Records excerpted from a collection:

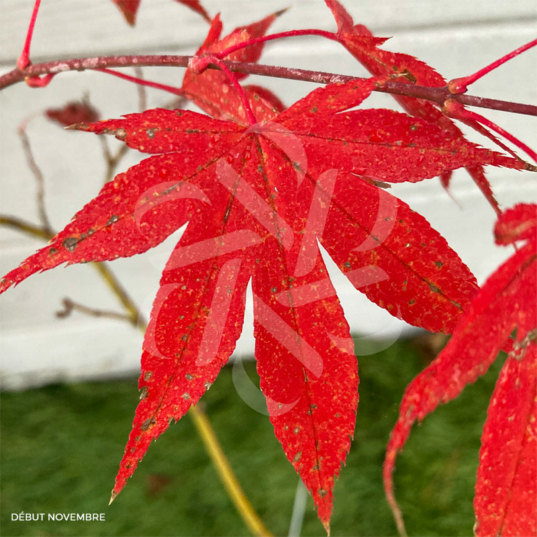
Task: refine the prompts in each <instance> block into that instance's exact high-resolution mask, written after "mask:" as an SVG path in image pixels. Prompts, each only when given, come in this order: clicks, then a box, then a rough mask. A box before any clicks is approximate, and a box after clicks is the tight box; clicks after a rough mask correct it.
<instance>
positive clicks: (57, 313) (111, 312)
mask: <svg viewBox="0 0 537 537" xmlns="http://www.w3.org/2000/svg"><path fill="white" fill-rule="evenodd" d="M62 305H63V310H58V311H57V312H56V317H59V318H60V319H65V318H66V317H69V316H70V315H71V313H73V311H78V312H80V313H83V314H84V315H89V316H90V317H106V318H107V319H114V320H116V321H127V322H128V323H130V324H132V319H131V318H130V316H129V315H126V314H124V313H117V312H115V311H108V310H100V309H96V308H90V307H88V306H84V305H83V304H79V303H78V302H75V301H74V300H71V299H70V298H64V299H63V300H62Z"/></svg>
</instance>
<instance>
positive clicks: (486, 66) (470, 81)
mask: <svg viewBox="0 0 537 537" xmlns="http://www.w3.org/2000/svg"><path fill="white" fill-rule="evenodd" d="M536 45H537V39H534V40H533V41H531V42H530V43H526V44H525V45H522V46H521V47H518V48H517V49H516V50H513V52H510V53H509V54H506V55H505V56H504V57H503V58H500V59H499V60H496V61H495V62H492V63H491V64H490V65H487V66H486V67H483V69H480V70H479V71H477V73H474V74H473V75H469V76H463V77H461V78H454V79H453V80H450V81H449V82H448V88H449V91H451V93H453V94H457V93H465V92H466V91H468V86H469V85H470V84H473V83H474V82H476V81H477V80H479V79H480V78H482V77H484V76H485V75H487V74H488V73H490V72H491V71H493V70H494V69H496V68H497V67H500V65H502V64H504V63H505V62H508V61H509V60H510V59H512V58H514V57H515V56H518V55H519V54H522V53H523V52H525V51H526V50H528V49H530V48H532V47H534V46H536Z"/></svg>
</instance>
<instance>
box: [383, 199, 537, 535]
mask: <svg viewBox="0 0 537 537" xmlns="http://www.w3.org/2000/svg"><path fill="white" fill-rule="evenodd" d="M495 235H496V242H497V243H498V244H503V245H508V244H513V243H514V242H515V241H519V240H524V241H525V245H524V246H522V247H521V248H520V249H519V250H518V251H517V252H516V253H515V254H514V255H513V256H512V257H511V258H509V259H508V260H507V261H506V262H505V263H504V264H503V265H502V266H501V267H500V268H499V269H498V270H497V271H496V272H495V273H494V274H492V276H490V278H489V279H488V280H487V281H486V282H485V284H484V285H483V287H482V288H481V290H480V291H479V293H478V294H477V295H476V296H475V298H474V299H473V301H472V304H471V306H470V307H469V308H468V309H467V310H466V311H465V313H463V315H462V316H461V318H460V321H459V324H458V325H457V328H456V329H455V331H454V332H453V336H452V338H451V340H450V341H449V343H448V344H447V345H446V347H445V349H444V350H443V351H442V352H441V353H440V354H439V356H438V357H437V358H436V359H435V360H434V361H433V362H432V363H431V365H430V366H429V367H427V368H426V369H425V370H424V371H423V372H422V373H420V374H419V375H418V376H417V377H416V378H415V379H414V380H413V381H412V382H411V383H410V384H409V386H408V388H407V390H406V392H405V395H404V396H403V400H402V402H401V408H400V411H399V419H398V420H397V423H396V425H395V427H394V429H393V431H392V434H391V437H390V441H389V444H388V448H387V454H386V461H385V464H384V484H385V489H386V493H387V496H388V500H389V502H390V504H391V506H392V509H393V511H394V514H395V517H396V521H397V523H398V526H399V528H400V530H401V531H404V527H403V522H402V516H401V512H400V510H399V508H398V507H397V504H396V503H395V499H394V495H393V482H392V473H393V469H394V465H395V458H396V456H397V453H398V452H399V451H401V449H402V448H403V446H404V444H405V442H406V440H407V438H408V435H409V433H410V429H411V427H412V424H413V423H414V422H415V421H416V420H419V421H421V420H423V418H425V416H426V415H427V414H429V413H430V412H432V411H433V410H434V409H435V408H436V407H437V406H438V405H439V404H440V403H447V402H448V401H450V400H452V399H454V398H455V397H457V396H458V395H459V393H460V392H461V390H462V389H463V388H464V386H466V385H467V384H469V383H472V382H474V381H475V380H476V379H477V378H478V377H479V376H481V375H483V374H484V373H485V372H486V371H487V369H488V368H489V366H490V365H491V364H492V362H493V361H494V359H495V358H496V356H497V354H498V352H499V350H500V349H501V348H503V347H505V346H508V347H511V345H510V342H509V337H510V335H511V333H512V332H513V330H515V329H516V338H515V342H514V344H513V345H512V348H511V352H510V353H509V355H508V357H507V361H506V362H505V364H504V366H503V368H502V371H501V373H500V377H499V379H498V381H497V383H496V388H495V390H494V393H493V395H492V399H491V402H490V406H489V409H488V417H487V421H486V423H485V427H484V430H483V436H482V445H481V451H480V454H479V469H478V472H477V483H476V489H475V490H476V495H475V500H474V507H475V513H476V525H475V528H474V530H475V533H476V535H477V536H478V537H486V536H487V537H488V536H500V535H505V536H507V535H510V536H517V535H524V536H530V535H537V510H536V509H535V506H536V505H537V493H536V490H537V300H536V297H537V205H528V204H520V205H516V206H515V207H514V208H513V209H510V210H508V211H507V212H505V213H504V214H503V215H502V216H501V217H500V219H499V220H498V222H497V224H496V228H495Z"/></svg>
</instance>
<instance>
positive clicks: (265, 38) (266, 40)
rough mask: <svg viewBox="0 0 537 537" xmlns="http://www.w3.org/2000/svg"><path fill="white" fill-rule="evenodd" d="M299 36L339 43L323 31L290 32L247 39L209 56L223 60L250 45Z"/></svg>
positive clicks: (292, 30) (338, 40) (305, 31)
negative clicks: (290, 37)
mask: <svg viewBox="0 0 537 537" xmlns="http://www.w3.org/2000/svg"><path fill="white" fill-rule="evenodd" d="M301 35H318V36H321V37H326V39H330V40H332V41H339V38H338V36H337V35H336V34H334V33H332V32H325V31H324V30H291V31H289V32H280V33H277V34H270V35H264V36H261V37H256V38H254V39H249V40H248V41H243V42H242V43H237V44H236V45H233V46H232V47H229V48H226V49H224V50H221V51H220V52H216V53H214V54H211V56H215V57H216V58H219V59H220V60H223V59H224V58H225V57H226V56H229V54H231V53H233V52H236V51H237V50H241V49H243V48H246V47H249V46H251V45H257V44H258V43H265V42H266V41H273V40H274V39H283V38H285V37H297V36H301Z"/></svg>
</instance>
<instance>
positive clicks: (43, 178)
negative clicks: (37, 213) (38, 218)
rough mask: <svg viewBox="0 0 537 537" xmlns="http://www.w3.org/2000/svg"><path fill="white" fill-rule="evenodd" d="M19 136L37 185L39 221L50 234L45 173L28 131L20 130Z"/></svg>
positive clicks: (50, 228) (36, 194)
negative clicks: (37, 159)
mask: <svg viewBox="0 0 537 537" xmlns="http://www.w3.org/2000/svg"><path fill="white" fill-rule="evenodd" d="M19 136H20V139H21V143H22V148H23V150H24V155H25V156H26V162H27V164H28V167H29V168H30V170H31V172H32V173H33V175H34V177H35V181H36V183H37V194H36V198H37V213H38V216H39V220H40V222H41V224H42V226H43V228H44V229H46V230H47V231H49V232H52V226H51V224H50V220H49V218H48V215H47V210H46V207H45V177H44V176H43V172H42V171H41V169H40V168H39V166H38V165H37V162H36V161H35V158H34V154H33V151H32V146H31V145H30V139H29V138H28V135H27V134H26V129H25V128H24V127H22V128H20V129H19Z"/></svg>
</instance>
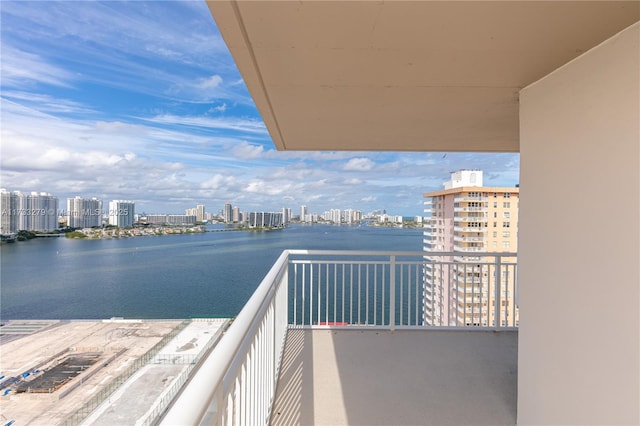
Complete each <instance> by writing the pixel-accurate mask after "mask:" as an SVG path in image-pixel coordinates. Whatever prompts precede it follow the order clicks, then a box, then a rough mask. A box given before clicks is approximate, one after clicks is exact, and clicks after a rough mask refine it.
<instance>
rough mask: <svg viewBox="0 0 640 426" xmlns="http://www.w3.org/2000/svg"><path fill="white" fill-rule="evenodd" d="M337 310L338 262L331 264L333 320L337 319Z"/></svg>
mask: <svg viewBox="0 0 640 426" xmlns="http://www.w3.org/2000/svg"><path fill="white" fill-rule="evenodd" d="M336 312H338V264H337V263H336V264H335V265H334V266H333V322H334V323H335V322H336V321H337V314H336Z"/></svg>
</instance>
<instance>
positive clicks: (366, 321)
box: [365, 263, 369, 325]
mask: <svg viewBox="0 0 640 426" xmlns="http://www.w3.org/2000/svg"><path fill="white" fill-rule="evenodd" d="M365 270H366V273H367V279H366V280H365V288H366V290H365V297H366V300H365V306H366V308H365V309H366V311H365V324H367V325H369V264H368V263H367V265H366V268H365Z"/></svg>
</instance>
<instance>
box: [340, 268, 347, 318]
mask: <svg viewBox="0 0 640 426" xmlns="http://www.w3.org/2000/svg"><path fill="white" fill-rule="evenodd" d="M345 267H346V265H345V264H344V263H343V264H342V317H340V318H341V319H340V321H342V322H346V321H345V317H344V303H345V297H344V293H345V291H344V284H345V278H346V274H345Z"/></svg>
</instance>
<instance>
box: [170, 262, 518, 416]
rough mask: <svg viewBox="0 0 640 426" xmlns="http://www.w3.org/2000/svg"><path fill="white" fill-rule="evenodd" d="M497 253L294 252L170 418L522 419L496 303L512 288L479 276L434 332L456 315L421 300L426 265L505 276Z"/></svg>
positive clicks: (510, 366)
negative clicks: (484, 256) (480, 298)
mask: <svg viewBox="0 0 640 426" xmlns="http://www.w3.org/2000/svg"><path fill="white" fill-rule="evenodd" d="M436 254H438V253H436ZM443 254H448V253H443ZM513 255H514V254H513V253H511V254H509V255H508V256H510V257H512V256H513ZM443 257H445V256H443ZM500 257H501V255H499V254H495V253H491V254H490V255H489V254H487V256H486V257H485V259H488V260H486V261H485V262H482V263H481V264H477V263H474V264H473V266H471V265H462V266H461V265H456V264H454V263H453V262H444V263H442V262H439V261H436V260H425V259H424V253H423V252H396V253H385V252H345V251H335V252H332V251H301V250H288V251H285V252H284V253H283V254H282V255H281V256H280V258H279V259H278V261H277V262H276V263H275V264H274V266H273V268H272V269H271V271H270V272H269V274H267V276H266V277H265V279H264V280H263V282H262V283H261V284H260V286H259V288H258V289H257V290H256V292H255V294H254V295H253V297H252V298H251V300H249V302H248V303H247V305H246V306H245V307H244V309H243V310H242V311H241V312H240V314H239V315H238V317H237V318H236V319H235V320H234V322H233V324H232V325H231V327H230V328H229V330H228V331H227V333H226V335H225V336H224V337H223V338H222V340H221V341H220V343H219V344H218V346H217V347H216V348H215V349H214V350H213V352H212V353H211V355H210V356H209V358H208V359H207V360H205V362H204V363H203V364H202V366H201V367H200V369H199V371H198V372H197V373H196V374H195V376H194V377H193V378H192V379H191V382H190V383H189V384H188V385H187V386H186V387H185V389H184V390H183V393H182V395H181V396H180V397H179V399H178V400H177V401H176V402H175V403H174V405H173V407H172V408H171V410H170V411H169V412H168V413H167V415H166V417H165V418H164V420H163V424H167V425H172V424H221V425H224V424H239V425H244V424H271V425H287V424H305V425H313V424H316V425H327V424H332V425H341V424H342V425H347V424H367V425H388V424H396V425H415V424H439V425H465V424H466V425H476V424H492V425H502V424H504V425H508V424H514V423H515V421H516V393H517V392H516V389H517V381H516V377H517V339H518V332H517V328H516V327H515V324H513V323H510V322H509V320H510V318H511V316H510V315H509V312H507V311H505V310H503V309H501V308H500V307H501V303H500V300H501V299H500V297H501V294H504V293H505V292H506V289H507V288H508V287H509V286H511V285H512V284H513V283H508V282H505V283H503V285H498V286H495V285H491V286H490V285H489V284H490V283H489V281H486V282H485V283H482V282H478V281H475V280H474V282H473V285H471V284H469V287H468V288H464V289H459V291H461V293H460V294H461V295H462V296H460V297H461V298H463V299H464V300H465V302H464V303H462V302H459V303H461V304H458V305H457V308H456V309H452V310H451V312H450V313H449V314H445V317H447V316H450V317H451V318H452V320H450V321H447V320H444V323H443V326H440V327H433V326H427V325H425V316H429V315H432V312H448V310H447V309H446V308H444V307H441V306H440V307H434V306H429V305H430V300H431V299H430V298H427V297H425V294H429V293H431V288H430V287H429V285H427V284H428V283H429V280H428V279H425V276H424V274H423V271H424V270H425V266H426V265H427V264H430V265H431V266H432V267H434V268H439V269H443V268H444V269H448V270H449V271H450V272H449V273H448V274H447V275H448V276H450V277H451V278H453V277H454V276H456V275H455V273H454V272H453V271H454V270H456V269H457V268H460V267H464V266H469V267H472V268H473V270H475V271H480V270H483V271H488V270H491V271H492V273H493V275H494V277H496V278H497V277H500V276H502V274H501V270H500V267H499V266H498V265H500V263H501V262H497V261H496V258H500ZM505 267H509V268H513V267H515V265H514V264H510V265H508V266H507V264H506V263H505ZM456 282H459V283H463V282H464V280H458V281H456ZM456 282H453V281H451V282H450V283H447V284H446V286H448V287H451V288H456V286H457V284H456ZM474 296H477V298H482V302H480V301H479V299H478V302H475V301H473V300H472V299H473V297H474ZM496 297H497V298H498V299H497V302H498V303H494V302H495V301H496ZM495 318H498V319H499V320H498V321H495ZM427 322H430V321H427Z"/></svg>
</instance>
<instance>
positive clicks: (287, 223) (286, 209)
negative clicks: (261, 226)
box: [282, 207, 291, 225]
mask: <svg viewBox="0 0 640 426" xmlns="http://www.w3.org/2000/svg"><path fill="white" fill-rule="evenodd" d="M289 222H291V209H290V208H288V207H283V208H282V223H283V224H284V225H287V224H289Z"/></svg>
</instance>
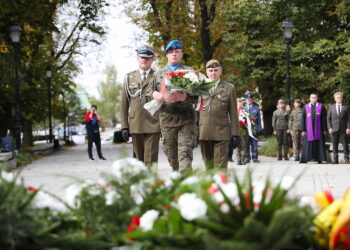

EXERCISE AIM
Update the records from their first line through the line that has "positive clicks: (57, 313) (111, 312)", swapping every "clicks" for "points" and leaving all else unchanged. Leave out the pictures.

OUTPUT BELOW
Task: refine the prompts in each <instance> block into that instance's exact high-resolution mask, written after "mask:" as an SVG path in image pixels. Prompts, each only when given, come in this order: points, then a box, then a rough mask. A box before any points is approximate, and a box after points is the tight box; points after a rough mask correct it.
<instance>
positive points: (57, 313) (111, 312)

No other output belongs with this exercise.